> **EXERCISE OBJECTIVE**
Below are the entries to work from; restate word for word the portion that opens with the line containing "x=309, y=358" and closes with the line containing "x=313, y=22", keeping both.

==== PROVIDED DATA ====

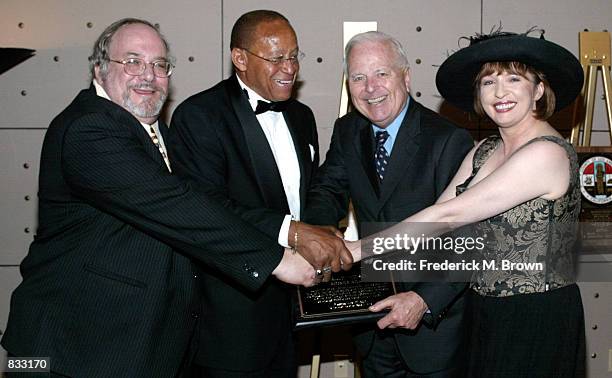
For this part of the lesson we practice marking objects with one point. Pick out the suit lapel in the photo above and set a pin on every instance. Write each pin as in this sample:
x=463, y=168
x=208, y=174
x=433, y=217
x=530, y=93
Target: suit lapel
x=259, y=152
x=405, y=148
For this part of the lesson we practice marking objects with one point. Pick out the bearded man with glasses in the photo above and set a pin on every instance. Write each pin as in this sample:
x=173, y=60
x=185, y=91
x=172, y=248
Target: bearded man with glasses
x=255, y=149
x=109, y=288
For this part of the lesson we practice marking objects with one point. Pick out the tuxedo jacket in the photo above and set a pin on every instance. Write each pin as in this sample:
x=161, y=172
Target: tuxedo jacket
x=425, y=156
x=108, y=286
x=216, y=141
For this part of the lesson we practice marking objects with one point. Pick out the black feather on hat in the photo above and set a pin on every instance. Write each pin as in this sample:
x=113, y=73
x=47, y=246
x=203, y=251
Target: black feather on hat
x=455, y=77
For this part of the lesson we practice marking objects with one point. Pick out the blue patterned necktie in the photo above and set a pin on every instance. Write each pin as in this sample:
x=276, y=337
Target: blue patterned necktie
x=381, y=157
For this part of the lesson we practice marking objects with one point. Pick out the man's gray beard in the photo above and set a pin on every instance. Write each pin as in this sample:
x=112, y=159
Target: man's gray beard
x=146, y=109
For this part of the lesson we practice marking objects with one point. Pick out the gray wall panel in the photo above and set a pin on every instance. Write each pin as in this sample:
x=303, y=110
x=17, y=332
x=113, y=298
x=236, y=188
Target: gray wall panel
x=67, y=29
x=19, y=148
x=562, y=22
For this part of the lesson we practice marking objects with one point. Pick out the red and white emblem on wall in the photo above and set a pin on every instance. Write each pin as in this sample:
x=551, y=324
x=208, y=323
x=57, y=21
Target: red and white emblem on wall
x=596, y=180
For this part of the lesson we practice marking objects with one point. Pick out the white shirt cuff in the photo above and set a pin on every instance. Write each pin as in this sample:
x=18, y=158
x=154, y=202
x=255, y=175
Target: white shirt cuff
x=283, y=234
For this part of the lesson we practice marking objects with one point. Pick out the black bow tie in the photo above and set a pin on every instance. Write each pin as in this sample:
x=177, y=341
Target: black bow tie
x=263, y=106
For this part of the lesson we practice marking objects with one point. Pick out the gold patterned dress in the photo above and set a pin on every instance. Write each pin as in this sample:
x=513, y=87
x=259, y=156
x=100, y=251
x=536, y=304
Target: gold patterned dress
x=526, y=312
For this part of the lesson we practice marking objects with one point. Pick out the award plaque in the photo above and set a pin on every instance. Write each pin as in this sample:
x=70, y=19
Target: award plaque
x=345, y=299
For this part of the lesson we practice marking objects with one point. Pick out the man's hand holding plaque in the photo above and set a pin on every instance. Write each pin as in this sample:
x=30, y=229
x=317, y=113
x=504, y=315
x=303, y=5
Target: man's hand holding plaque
x=322, y=246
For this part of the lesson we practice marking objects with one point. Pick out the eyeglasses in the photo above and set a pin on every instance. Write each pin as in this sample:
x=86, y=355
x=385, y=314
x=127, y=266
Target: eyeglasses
x=294, y=59
x=136, y=67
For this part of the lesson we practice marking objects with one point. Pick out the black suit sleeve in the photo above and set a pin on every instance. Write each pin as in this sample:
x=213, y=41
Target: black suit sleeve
x=328, y=197
x=198, y=154
x=106, y=166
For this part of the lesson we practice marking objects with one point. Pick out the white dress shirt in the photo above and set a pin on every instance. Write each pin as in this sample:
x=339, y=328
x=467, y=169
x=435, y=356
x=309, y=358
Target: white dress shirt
x=279, y=138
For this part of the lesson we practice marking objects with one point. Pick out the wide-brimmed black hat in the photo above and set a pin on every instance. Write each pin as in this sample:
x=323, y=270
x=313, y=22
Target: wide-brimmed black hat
x=455, y=77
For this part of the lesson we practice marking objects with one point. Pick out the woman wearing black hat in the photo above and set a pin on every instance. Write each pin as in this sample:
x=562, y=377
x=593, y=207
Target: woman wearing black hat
x=522, y=187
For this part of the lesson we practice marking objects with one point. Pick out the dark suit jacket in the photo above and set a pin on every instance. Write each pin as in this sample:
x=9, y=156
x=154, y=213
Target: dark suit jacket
x=217, y=141
x=425, y=156
x=105, y=292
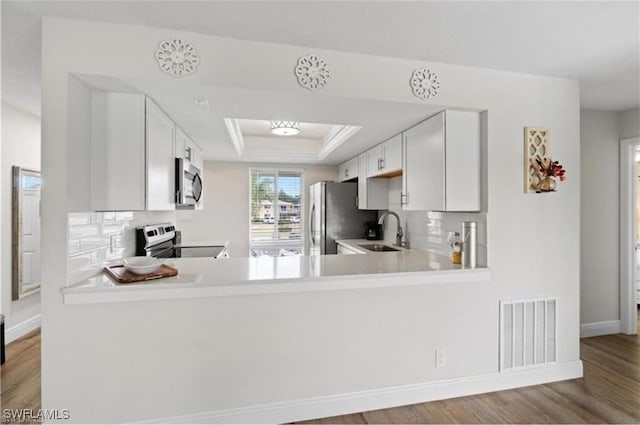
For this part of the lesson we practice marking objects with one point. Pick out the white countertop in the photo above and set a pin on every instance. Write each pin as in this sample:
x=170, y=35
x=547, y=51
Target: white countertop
x=202, y=277
x=202, y=243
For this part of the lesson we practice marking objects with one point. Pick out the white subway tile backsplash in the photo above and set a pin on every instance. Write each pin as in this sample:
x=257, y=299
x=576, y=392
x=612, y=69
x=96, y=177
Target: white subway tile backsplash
x=95, y=238
x=429, y=230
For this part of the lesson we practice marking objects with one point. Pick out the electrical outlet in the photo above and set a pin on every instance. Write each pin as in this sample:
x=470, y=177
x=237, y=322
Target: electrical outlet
x=441, y=357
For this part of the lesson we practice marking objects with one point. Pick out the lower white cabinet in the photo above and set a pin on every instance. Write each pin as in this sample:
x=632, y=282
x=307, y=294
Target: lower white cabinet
x=442, y=163
x=373, y=193
x=132, y=154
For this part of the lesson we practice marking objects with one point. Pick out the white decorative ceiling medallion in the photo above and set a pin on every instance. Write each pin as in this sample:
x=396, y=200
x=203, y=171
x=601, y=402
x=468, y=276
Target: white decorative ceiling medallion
x=424, y=83
x=177, y=57
x=312, y=72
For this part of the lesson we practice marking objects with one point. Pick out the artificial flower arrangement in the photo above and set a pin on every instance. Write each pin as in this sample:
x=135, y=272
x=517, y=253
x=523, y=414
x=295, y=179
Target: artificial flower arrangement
x=549, y=169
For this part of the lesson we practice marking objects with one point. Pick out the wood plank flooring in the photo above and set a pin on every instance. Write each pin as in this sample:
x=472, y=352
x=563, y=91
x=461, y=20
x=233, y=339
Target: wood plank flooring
x=609, y=392
x=20, y=376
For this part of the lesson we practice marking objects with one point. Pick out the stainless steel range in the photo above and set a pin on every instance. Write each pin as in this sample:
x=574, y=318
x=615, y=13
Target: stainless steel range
x=164, y=241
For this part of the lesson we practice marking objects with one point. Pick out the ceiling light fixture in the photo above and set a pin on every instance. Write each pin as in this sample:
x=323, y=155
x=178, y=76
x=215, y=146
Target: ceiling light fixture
x=285, y=128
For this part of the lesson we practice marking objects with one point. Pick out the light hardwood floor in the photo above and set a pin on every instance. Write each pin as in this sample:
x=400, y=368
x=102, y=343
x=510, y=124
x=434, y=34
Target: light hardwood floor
x=609, y=392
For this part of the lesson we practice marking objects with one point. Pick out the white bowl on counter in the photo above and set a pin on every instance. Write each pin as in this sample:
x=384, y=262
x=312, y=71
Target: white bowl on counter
x=141, y=265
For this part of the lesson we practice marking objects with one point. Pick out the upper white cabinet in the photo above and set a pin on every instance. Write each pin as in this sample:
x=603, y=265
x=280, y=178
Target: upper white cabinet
x=348, y=170
x=442, y=163
x=373, y=193
x=132, y=154
x=160, y=159
x=386, y=158
x=187, y=149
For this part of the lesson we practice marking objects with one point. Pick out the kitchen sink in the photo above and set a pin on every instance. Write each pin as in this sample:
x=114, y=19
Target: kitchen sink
x=378, y=247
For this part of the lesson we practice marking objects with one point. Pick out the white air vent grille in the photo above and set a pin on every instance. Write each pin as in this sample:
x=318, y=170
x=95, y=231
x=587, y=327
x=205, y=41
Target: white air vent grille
x=528, y=330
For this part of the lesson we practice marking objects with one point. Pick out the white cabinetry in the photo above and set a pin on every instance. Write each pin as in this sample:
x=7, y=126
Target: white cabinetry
x=187, y=149
x=373, y=193
x=132, y=154
x=386, y=158
x=160, y=159
x=348, y=170
x=193, y=154
x=442, y=163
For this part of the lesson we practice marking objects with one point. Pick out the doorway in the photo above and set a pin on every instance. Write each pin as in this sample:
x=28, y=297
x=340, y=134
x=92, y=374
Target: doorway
x=629, y=233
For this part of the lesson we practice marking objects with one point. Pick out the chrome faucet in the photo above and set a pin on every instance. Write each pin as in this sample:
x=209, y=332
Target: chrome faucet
x=399, y=233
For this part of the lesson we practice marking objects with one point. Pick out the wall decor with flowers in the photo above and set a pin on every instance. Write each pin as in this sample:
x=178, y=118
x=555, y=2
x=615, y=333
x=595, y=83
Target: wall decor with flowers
x=541, y=170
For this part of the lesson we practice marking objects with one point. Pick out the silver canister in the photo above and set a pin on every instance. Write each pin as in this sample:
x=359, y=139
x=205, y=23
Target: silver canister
x=469, y=243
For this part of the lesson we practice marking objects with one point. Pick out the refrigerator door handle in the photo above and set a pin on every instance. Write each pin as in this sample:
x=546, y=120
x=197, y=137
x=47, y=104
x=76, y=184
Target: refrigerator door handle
x=312, y=224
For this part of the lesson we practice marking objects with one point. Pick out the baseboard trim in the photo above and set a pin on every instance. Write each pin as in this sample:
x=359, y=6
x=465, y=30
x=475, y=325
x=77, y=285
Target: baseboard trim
x=600, y=328
x=341, y=404
x=21, y=329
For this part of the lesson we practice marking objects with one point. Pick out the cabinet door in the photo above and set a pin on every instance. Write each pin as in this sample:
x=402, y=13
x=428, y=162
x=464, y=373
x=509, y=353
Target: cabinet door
x=348, y=170
x=423, y=180
x=180, y=142
x=373, y=193
x=392, y=155
x=117, y=152
x=462, y=174
x=160, y=159
x=374, y=161
x=343, y=173
x=362, y=181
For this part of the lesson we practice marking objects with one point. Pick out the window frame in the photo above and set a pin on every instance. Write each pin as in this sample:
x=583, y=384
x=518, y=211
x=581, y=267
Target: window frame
x=275, y=170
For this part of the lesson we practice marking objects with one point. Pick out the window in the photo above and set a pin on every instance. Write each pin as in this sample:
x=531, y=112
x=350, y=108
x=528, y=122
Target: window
x=276, y=213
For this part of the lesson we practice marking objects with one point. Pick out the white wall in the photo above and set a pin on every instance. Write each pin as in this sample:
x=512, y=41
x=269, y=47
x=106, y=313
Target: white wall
x=225, y=215
x=600, y=134
x=20, y=146
x=156, y=359
x=629, y=123
x=599, y=219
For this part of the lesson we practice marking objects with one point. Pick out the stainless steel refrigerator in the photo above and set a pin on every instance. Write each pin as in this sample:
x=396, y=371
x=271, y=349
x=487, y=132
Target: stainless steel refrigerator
x=334, y=214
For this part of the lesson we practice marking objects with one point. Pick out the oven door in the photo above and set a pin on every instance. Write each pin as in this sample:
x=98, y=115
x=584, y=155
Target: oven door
x=188, y=183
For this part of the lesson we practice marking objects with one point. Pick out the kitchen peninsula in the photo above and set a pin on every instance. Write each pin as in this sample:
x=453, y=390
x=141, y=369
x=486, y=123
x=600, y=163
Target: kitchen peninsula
x=200, y=278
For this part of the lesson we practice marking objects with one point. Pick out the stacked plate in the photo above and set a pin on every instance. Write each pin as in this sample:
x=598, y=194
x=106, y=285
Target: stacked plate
x=142, y=265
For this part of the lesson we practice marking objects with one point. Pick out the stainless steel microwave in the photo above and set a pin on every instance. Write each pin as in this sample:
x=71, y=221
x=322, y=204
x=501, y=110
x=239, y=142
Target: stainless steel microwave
x=188, y=184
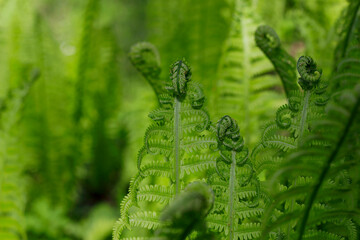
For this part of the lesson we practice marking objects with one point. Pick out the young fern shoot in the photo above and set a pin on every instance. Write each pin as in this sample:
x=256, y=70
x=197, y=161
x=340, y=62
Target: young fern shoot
x=187, y=213
x=237, y=207
x=285, y=65
x=176, y=145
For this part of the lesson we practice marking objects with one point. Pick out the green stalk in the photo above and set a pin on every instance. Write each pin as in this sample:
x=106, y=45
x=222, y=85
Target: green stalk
x=177, y=131
x=304, y=115
x=301, y=133
x=246, y=77
x=231, y=195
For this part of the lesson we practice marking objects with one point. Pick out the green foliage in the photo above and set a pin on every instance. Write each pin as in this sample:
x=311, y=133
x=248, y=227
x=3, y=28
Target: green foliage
x=145, y=57
x=175, y=146
x=65, y=166
x=268, y=41
x=187, y=212
x=246, y=88
x=237, y=190
x=12, y=201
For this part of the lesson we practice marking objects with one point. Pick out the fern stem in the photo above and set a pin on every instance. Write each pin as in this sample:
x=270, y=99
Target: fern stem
x=177, y=129
x=326, y=168
x=231, y=195
x=246, y=79
x=304, y=115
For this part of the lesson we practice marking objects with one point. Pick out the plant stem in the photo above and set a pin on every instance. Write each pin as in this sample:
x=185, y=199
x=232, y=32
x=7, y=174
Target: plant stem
x=231, y=195
x=177, y=129
x=304, y=115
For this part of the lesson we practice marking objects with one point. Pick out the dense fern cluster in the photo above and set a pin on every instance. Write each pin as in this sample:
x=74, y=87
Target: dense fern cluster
x=255, y=136
x=300, y=181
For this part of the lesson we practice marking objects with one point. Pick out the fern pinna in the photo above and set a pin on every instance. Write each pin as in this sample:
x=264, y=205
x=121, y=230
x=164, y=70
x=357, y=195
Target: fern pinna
x=237, y=191
x=12, y=192
x=328, y=156
x=292, y=119
x=176, y=145
x=246, y=88
x=293, y=122
x=327, y=196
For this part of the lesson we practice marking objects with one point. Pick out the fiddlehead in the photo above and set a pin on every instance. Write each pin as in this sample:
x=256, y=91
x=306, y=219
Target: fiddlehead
x=145, y=57
x=236, y=187
x=268, y=41
x=180, y=75
x=309, y=73
x=176, y=145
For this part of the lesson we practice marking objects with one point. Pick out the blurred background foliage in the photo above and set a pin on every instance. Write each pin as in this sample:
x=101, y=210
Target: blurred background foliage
x=82, y=122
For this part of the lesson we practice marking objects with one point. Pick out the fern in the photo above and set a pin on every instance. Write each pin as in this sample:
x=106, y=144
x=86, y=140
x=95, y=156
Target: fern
x=268, y=41
x=187, y=213
x=325, y=157
x=177, y=134
x=237, y=191
x=145, y=57
x=293, y=120
x=12, y=191
x=246, y=89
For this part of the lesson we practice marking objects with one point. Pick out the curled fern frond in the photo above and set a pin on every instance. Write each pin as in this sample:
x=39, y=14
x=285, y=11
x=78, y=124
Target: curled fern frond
x=236, y=187
x=268, y=41
x=187, y=212
x=177, y=145
x=180, y=75
x=316, y=189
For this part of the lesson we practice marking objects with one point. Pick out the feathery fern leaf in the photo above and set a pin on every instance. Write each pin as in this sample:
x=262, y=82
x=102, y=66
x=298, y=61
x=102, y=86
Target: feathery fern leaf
x=176, y=145
x=237, y=192
x=11, y=187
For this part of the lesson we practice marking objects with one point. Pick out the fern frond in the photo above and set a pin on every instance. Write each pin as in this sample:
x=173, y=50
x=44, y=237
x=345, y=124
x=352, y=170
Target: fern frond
x=176, y=147
x=268, y=41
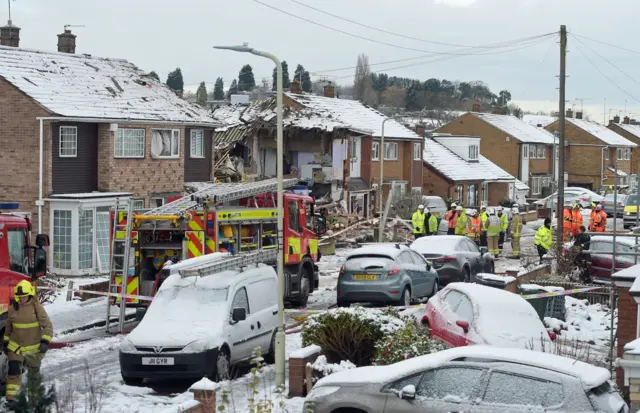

====

> **ANSWER TO THE EXERCISE**
x=309, y=358
Target: white dress shirt
x=279, y=138
For this part of the lesson we practice marking objects with one point. Pick out the wide-brimmed black hat in the photo above and set a pin on every instance. Write each pin as in this sample:
x=323, y=270
x=313, y=22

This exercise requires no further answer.